BEGIN PROVIDED RECORDS
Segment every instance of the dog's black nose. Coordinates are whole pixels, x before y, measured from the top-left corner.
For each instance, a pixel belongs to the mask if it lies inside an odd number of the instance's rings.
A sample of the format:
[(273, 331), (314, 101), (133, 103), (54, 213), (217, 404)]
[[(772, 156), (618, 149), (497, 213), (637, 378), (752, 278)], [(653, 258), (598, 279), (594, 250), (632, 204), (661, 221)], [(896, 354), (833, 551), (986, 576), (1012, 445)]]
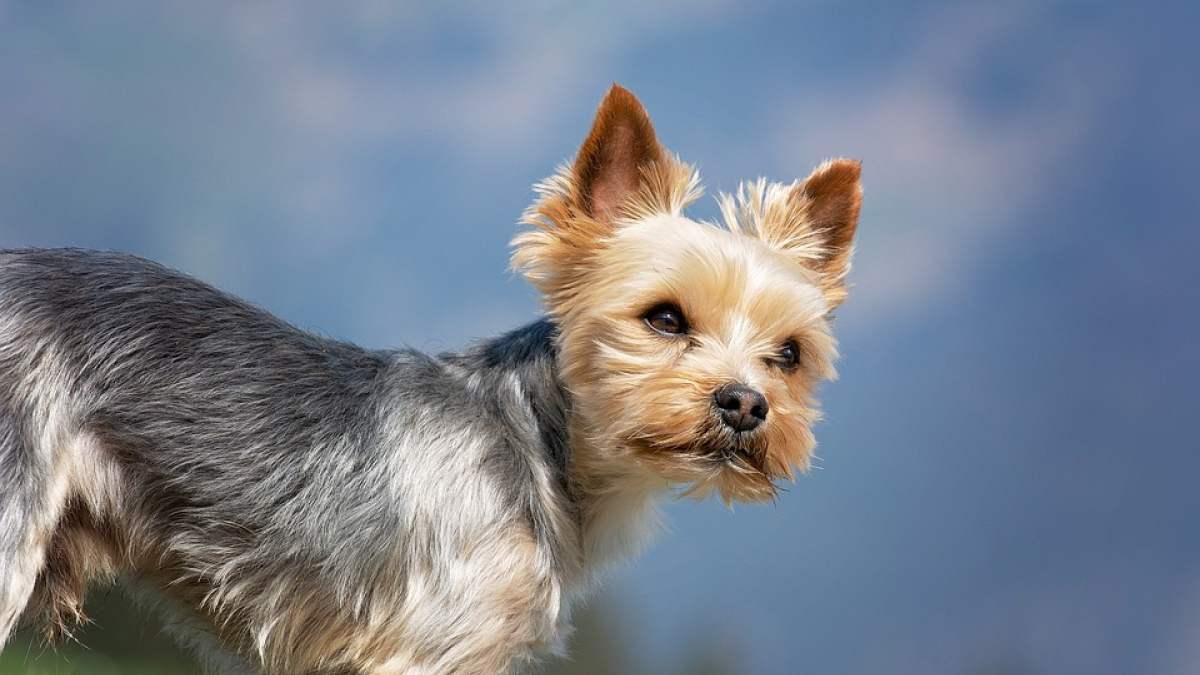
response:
END PROVIDED RECORDS
■ **PROBLEM TO SOLVE**
Pick up at the line containing "[(273, 331), (314, 101), (133, 103), (54, 213), (217, 404)]" and copy each line exactly until the data ends, including that last line; copy no pictures.

■ **WRITTEN ANSWER**
[(273, 331), (314, 101), (133, 103), (54, 213), (217, 404)]
[[(772, 156), (618, 149), (497, 213), (637, 378), (752, 278)], [(653, 258), (598, 279), (594, 250), (632, 204), (661, 221)], [(896, 354), (833, 551), (986, 576), (1012, 445)]]
response:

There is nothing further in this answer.